--- Datos ---

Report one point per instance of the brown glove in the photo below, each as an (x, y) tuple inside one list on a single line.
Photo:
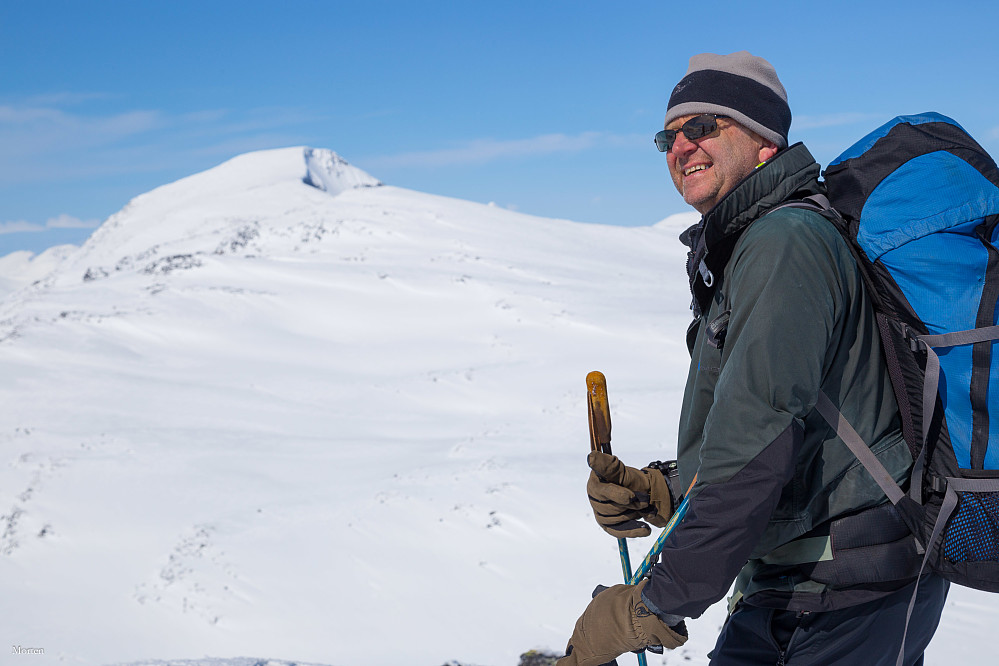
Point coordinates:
[(615, 622), (623, 496)]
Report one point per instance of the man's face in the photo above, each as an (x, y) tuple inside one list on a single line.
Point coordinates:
[(705, 170)]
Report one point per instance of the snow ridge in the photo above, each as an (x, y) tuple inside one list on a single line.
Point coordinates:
[(331, 173)]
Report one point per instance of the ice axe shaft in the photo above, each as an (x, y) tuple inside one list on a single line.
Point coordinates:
[(599, 414)]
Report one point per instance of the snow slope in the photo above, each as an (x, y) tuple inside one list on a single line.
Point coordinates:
[(280, 409)]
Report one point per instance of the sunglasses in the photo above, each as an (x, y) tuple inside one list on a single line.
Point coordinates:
[(695, 128)]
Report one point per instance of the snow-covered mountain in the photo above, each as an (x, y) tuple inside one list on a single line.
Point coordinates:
[(280, 409)]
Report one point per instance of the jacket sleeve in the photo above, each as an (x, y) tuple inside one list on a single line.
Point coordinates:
[(785, 292)]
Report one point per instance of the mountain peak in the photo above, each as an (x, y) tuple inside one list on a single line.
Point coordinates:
[(331, 173)]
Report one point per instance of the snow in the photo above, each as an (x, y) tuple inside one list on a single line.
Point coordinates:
[(280, 409)]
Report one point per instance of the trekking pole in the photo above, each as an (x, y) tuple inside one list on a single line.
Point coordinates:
[(657, 547), (599, 416)]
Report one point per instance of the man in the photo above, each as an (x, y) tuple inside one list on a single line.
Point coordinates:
[(824, 569)]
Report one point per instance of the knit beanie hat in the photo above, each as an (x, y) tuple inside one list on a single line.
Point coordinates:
[(741, 86)]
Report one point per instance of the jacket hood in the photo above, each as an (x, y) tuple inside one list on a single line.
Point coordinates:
[(791, 174)]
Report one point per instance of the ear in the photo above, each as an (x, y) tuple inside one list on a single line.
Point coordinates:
[(768, 150)]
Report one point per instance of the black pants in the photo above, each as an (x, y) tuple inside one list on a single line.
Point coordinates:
[(868, 634)]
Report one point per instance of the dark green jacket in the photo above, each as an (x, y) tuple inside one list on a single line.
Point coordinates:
[(782, 314)]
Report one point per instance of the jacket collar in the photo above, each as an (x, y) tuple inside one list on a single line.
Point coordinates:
[(790, 174)]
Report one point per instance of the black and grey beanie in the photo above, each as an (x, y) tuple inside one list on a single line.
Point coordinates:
[(739, 85)]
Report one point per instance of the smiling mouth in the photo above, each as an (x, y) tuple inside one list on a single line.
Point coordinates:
[(695, 169)]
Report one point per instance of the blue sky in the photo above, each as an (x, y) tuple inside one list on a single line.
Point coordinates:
[(544, 107)]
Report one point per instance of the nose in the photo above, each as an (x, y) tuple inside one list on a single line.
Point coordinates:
[(682, 146)]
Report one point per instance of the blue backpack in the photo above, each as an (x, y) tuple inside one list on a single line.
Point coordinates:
[(918, 202)]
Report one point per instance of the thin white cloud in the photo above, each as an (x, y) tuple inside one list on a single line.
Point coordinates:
[(54, 142), (481, 151), (62, 221), (832, 120)]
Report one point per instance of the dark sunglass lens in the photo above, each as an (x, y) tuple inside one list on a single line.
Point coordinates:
[(665, 139)]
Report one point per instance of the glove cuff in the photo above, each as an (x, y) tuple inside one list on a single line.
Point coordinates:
[(650, 629)]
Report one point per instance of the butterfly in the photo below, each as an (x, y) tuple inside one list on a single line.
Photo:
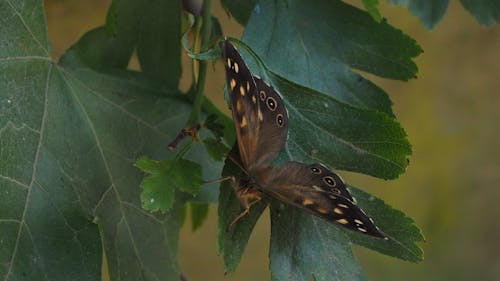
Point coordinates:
[(261, 122)]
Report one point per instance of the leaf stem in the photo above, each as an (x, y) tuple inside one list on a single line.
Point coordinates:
[(202, 71)]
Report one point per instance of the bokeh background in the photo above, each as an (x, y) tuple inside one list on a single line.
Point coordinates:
[(451, 114)]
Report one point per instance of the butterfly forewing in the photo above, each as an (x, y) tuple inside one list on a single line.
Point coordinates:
[(259, 113), (273, 118), (317, 190), (261, 121), (243, 100)]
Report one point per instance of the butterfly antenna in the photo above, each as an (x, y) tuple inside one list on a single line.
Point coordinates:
[(231, 178)]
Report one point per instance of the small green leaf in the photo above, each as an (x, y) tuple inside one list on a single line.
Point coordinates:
[(187, 175), (372, 7), (158, 188), (212, 123), (430, 12), (215, 149), (199, 213)]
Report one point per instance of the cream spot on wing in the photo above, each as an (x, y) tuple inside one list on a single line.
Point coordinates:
[(307, 202), (317, 188), (321, 210), (342, 221), (232, 84), (243, 123), (261, 118), (338, 211)]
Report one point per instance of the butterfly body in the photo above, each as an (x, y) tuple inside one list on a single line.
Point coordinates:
[(261, 122)]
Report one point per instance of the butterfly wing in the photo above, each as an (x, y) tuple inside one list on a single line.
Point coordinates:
[(259, 114), (243, 93), (273, 118), (317, 190)]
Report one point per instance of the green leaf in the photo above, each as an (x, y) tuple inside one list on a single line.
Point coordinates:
[(158, 46), (152, 30), (486, 12), (158, 189), (187, 175), (429, 12), (315, 45), (217, 128), (219, 123), (232, 239), (372, 7), (199, 213), (303, 245), (239, 9), (215, 149), (347, 138)]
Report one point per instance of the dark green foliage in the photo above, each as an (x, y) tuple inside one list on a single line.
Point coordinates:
[(71, 132)]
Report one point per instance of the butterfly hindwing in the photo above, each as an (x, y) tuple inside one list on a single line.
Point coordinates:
[(319, 191), (261, 121)]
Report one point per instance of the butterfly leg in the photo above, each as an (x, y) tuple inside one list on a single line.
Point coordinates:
[(244, 195)]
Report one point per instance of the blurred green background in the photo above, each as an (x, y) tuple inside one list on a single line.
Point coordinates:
[(451, 114)]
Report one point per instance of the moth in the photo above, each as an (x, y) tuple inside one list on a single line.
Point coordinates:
[(261, 122)]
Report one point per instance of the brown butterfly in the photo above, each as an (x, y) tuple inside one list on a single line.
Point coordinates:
[(261, 122)]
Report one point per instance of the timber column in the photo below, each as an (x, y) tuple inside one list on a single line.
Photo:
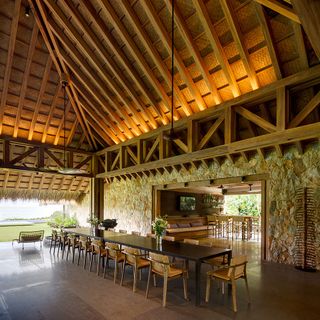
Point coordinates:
[(97, 191)]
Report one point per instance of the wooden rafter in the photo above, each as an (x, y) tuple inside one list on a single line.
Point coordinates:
[(40, 96), (134, 51), (183, 28), (42, 22), (150, 48), (32, 46), (311, 105), (267, 35), (13, 33), (282, 9), (216, 45), (110, 40)]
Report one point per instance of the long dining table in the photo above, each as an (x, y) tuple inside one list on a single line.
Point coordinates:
[(170, 248)]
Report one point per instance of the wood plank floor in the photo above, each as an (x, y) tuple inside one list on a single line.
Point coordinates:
[(35, 284)]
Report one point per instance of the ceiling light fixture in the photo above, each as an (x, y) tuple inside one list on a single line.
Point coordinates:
[(27, 11), (65, 169), (172, 135)]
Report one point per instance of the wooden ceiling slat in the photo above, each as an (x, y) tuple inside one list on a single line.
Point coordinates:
[(40, 96), (55, 55), (112, 43), (89, 54), (238, 38), (134, 51), (184, 30), (7, 73), (32, 46), (267, 35), (216, 45), (184, 73), (282, 9)]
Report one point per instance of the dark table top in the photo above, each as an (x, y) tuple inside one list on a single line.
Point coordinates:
[(170, 248)]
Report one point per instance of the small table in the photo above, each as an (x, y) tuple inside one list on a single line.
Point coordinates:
[(170, 248)]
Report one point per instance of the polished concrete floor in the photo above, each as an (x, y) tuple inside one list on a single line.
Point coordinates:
[(35, 284)]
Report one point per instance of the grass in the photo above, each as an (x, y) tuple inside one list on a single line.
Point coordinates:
[(8, 233)]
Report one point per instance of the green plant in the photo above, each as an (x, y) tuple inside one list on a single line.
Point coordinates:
[(159, 225), (59, 220)]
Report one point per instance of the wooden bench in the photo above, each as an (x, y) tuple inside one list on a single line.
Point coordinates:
[(30, 236)]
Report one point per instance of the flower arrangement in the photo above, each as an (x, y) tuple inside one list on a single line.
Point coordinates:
[(159, 225), (94, 221)]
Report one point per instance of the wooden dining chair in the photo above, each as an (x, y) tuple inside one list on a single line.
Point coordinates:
[(85, 248), (160, 265), (136, 259), (72, 245), (98, 250), (114, 253), (230, 274)]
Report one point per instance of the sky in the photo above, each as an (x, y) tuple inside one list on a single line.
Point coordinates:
[(26, 209)]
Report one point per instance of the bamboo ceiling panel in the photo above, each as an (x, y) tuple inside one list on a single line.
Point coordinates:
[(117, 59)]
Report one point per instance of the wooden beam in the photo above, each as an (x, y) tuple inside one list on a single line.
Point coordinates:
[(111, 41), (269, 40), (100, 69), (152, 51), (23, 155), (216, 45), (42, 21), (269, 91), (184, 73), (290, 136), (49, 117), (311, 105), (239, 40), (282, 9), (26, 74), (192, 47), (45, 78), (9, 61), (282, 108), (255, 119), (309, 13), (211, 131)]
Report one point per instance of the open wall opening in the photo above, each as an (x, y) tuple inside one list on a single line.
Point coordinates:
[(235, 211)]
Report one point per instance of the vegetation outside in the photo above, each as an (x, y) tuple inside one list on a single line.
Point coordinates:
[(8, 233), (243, 205)]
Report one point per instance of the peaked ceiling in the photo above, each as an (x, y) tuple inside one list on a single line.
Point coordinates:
[(117, 58)]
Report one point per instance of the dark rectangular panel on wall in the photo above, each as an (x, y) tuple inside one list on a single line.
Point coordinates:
[(169, 204)]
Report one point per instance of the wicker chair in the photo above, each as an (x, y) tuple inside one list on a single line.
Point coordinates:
[(160, 265), (134, 258), (114, 253), (230, 274)]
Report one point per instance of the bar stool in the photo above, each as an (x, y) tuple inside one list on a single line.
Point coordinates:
[(97, 249), (134, 258)]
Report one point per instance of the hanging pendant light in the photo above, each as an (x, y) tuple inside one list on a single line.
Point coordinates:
[(66, 169), (172, 135)]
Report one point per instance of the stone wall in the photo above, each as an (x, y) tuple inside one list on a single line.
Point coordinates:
[(80, 211), (130, 201)]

---

Actualiza las líneas de las filas desde la que contiene "Report one point per instance of the sunglasses" hasta la que contiene "[(785, 292)]", ambas incluidas, reemplazando "jacket sleeve" por "coat sleeve" y dejando todo lo demás sin cambios.

## [Resultado final]
Report one point per instance of the sunglasses in the photo above, each as an (x, y) tuple inside one list on a single line.
Point coordinates:
[(695, 128)]
Report one point per instance of the snow-covered mountain in the photo above, each as an (x, y) tuple inside one list on a single line.
Point coordinates:
[(280, 409)]
Report one point per instance of the coat sleeve in the photo above, each as an (x, y) tuple inside one list on a single line.
Point coordinates:
[(785, 292)]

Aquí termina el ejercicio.